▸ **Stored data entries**
----

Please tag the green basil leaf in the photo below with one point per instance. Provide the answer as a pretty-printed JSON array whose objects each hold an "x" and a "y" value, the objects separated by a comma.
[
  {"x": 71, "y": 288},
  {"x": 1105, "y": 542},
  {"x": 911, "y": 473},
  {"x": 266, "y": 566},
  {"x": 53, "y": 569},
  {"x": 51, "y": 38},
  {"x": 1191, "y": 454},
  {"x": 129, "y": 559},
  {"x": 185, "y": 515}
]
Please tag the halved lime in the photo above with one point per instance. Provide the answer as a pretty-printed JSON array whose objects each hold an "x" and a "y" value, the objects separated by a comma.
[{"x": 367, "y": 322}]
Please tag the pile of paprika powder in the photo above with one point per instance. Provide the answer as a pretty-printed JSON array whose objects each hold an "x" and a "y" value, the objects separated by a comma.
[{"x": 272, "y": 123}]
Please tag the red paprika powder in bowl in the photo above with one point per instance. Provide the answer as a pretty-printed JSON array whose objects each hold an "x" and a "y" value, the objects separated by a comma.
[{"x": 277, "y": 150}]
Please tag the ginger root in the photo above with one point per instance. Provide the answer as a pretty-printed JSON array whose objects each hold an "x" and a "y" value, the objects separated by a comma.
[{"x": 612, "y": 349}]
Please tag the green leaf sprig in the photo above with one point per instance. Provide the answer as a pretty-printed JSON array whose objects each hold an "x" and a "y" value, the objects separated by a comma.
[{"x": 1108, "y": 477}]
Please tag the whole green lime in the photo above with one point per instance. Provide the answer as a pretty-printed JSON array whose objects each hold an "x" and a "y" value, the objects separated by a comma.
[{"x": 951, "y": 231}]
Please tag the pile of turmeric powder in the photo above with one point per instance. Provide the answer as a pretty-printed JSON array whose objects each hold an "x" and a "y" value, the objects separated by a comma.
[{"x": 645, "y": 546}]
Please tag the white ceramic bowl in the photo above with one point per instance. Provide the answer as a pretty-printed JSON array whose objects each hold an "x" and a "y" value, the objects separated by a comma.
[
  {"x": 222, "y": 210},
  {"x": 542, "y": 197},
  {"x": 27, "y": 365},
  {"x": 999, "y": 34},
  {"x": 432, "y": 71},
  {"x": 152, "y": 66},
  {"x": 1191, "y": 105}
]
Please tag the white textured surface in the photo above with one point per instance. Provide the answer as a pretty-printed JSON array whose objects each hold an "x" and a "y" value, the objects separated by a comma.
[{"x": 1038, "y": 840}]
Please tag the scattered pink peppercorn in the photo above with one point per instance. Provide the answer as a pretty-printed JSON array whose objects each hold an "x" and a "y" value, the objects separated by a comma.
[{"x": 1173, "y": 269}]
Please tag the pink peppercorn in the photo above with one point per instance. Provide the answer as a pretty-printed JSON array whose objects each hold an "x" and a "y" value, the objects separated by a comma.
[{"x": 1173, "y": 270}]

----

▸ **What is being asked**
Reproduce the records exactly, keeping every line.

▸ **Your response**
Please tag the green basil leaf in the photo below with one point per instance. Provide the answer as a pretty-printed JSON array whose objects each hold an "x" and a "y" value, the objects separated by a comma.
[
  {"x": 71, "y": 288},
  {"x": 1105, "y": 542},
  {"x": 911, "y": 473},
  {"x": 266, "y": 566},
  {"x": 53, "y": 569},
  {"x": 51, "y": 38},
  {"x": 1191, "y": 454},
  {"x": 129, "y": 559},
  {"x": 185, "y": 515}
]
Please tag the halved lime in the photo above with one point per instance. Provide the answer as a pretty-printed JSON array whose objects each hold an "x" and a "y" value, the objects separated by a comma.
[{"x": 367, "y": 322}]
Please tag the pile of paprika powder in the photo above with one point per instance. Provide the answer as a pretty-printed JSON array whose objects each hold an "x" and a "y" value, the objects separated by a comma.
[{"x": 272, "y": 123}]
Please tag the red paprika powder in bowl in the photo above with one point per instance. Provide the answer as a pretty-printed JSON array whose objects each hold an "x" and a "y" value, the objects separated by a comma.
[{"x": 277, "y": 150}]
Please tag the ginger root in the photo above with one point per instance. Provide the answer as a pretty-printed JSON array whose objects each hold an "x" and a "y" value, the objects separated by a comma.
[{"x": 612, "y": 349}]
Please tag the green leaf sprig in the photo above with one point per instance. Provide the answer as a pretty-printed JSON array whose objects each hold an "x" and a "y" value, the objects separated by a comma.
[{"x": 1108, "y": 477}]
Please tag the whole green lime in the photo above with one point per instance. Provide the answer as a pretty-printed JSON array whose objects each hold an "x" and a "y" value, the objects separated by a comma.
[{"x": 951, "y": 231}]
Please tag the pile of turmeric powder in the photo above with one point per instance. Provide the answer as a pretty-printed JSON array whose objects each hold an "x" and a "y" value, the objects separated by a comma.
[{"x": 645, "y": 546}]
Please tag the white ceramic bowl in the photo above with one point per instance. Provide the answer as a pretty-printed JSON array whose objects each hold an "x" and a "y" value, the objects separated by a comma.
[
  {"x": 222, "y": 210},
  {"x": 542, "y": 197},
  {"x": 27, "y": 365},
  {"x": 999, "y": 34},
  {"x": 432, "y": 71},
  {"x": 152, "y": 66},
  {"x": 1191, "y": 105}
]
Please tag the white textured surface in the photo above with one point per instance. Provide the answer as a pretty-printed JSON array whose objects each hold an "x" and a "y" value, the objects separated by a comma.
[{"x": 1038, "y": 840}]
Please tag the scattered pink peppercorn in the photo above with one point per instance. Provide the answer as a pretty-printed JSON array whose objects each hold an "x" and a "y" value, the objects separated by a comma.
[{"x": 1173, "y": 269}]
Please tag the pink peppercorn in the photo above with one point per instance. Provide the answer as a pretty-printed JSON array whose objects each hold an "x" and a "y" value, the objects separated by a comma.
[{"x": 1173, "y": 270}]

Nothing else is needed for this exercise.